• [所给文本]
■ ■ ■
看起来你想要一个等效于支持调用者指定的最大并发订阅数的forkJoin。

可以使用mergeMap重新实现forkJoin，并公开concurrent参数，像这样：

import { from, Observable } from "rxjs";
import { last, map, mergeMap, toArray } from "rxjs/operators";

export function forkJoinConcurrent<T>(
  observables: Observable<T>[],
  concurrent: number
): Observable<T[]> {
  // Convert the array of observables to a higher-order observable:
  return from(observables).pipe(
    // Merge each of the observables in the higher-order observable
    // into a single stream:
    mergeMap((observable, observableIndex) => observable.pipe(
      // Like forkJoin, we're interested only in the last value:
      last(),
      // Combine the value with the index so that the stream of merged
      // values - which could be in any order - can be sorted to match
      // the order of the source observables:
      map(value => ({ index: observableIndex, value }))
■ ■ ■
• [数据条目]
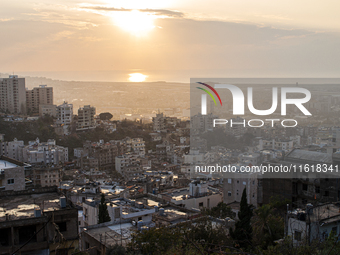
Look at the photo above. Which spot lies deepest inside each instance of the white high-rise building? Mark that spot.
(86, 117)
(41, 95)
(64, 114)
(13, 95)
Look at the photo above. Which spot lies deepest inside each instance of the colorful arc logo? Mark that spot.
(209, 93)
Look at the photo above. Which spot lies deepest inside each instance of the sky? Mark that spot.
(171, 40)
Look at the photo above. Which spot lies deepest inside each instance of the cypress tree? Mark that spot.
(243, 230)
(103, 212)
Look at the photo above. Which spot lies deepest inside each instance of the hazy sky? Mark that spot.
(170, 40)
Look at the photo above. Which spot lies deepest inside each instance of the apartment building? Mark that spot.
(86, 118)
(26, 214)
(64, 114)
(43, 176)
(13, 95)
(44, 153)
(35, 97)
(12, 174)
(47, 109)
(12, 149)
■ ■ ■
• [任务要求 1] 根据所给文本，说明代码为何要把每个值与 observableIndex 组合在一起，以一至三句话作答。
• [任务要求 2] 判断以下陈述是否与所给文本相符，逐条回答“是”或“否”，并准确引用文本中起决定作用的原话：（a）该方案借助 mergeMap 重新实现 forkJoin，并公开 concurrent 参数；（b）对每个可观察对象，代码只保留其发出的第一个值；（c）函数先将可观察对象数组转换为高阶可观察对象。
• [任务要求 3] 请从这段关于限定并发数的 forkJoin 实现的所给文本停止之处接续写下去。
上述条目系另行提供的独立材料，与所给文本相互分开。

• [任务答案 1] 经 mergeMap 合并后的值流可能以任意顺序出现。将每个值与其索引组合后，便可对这些值排序，使结果顺序与源可观察对象的顺序一致。

• [任务答案 2]
（a）是——“可以使用mergeMap重新实现forkJoin，并公开concurrent参数”。
（b）否——“Like forkJoin, we're interested only in the last value”。
（c）是——“Convert the array of observables to a higher-order observable”。

• [任务答案 3]
    ), concurrent),
    // Convert the stream of last values to an array:
    toArray(),
    // Sort the array of value/index pairs by index - so the value
    // indices correspond to the source observable indices and then
    // map the pair to the value:
    map(pairs => pairs.sort((l, r) => l.index - r.index).map(pair => pair.value))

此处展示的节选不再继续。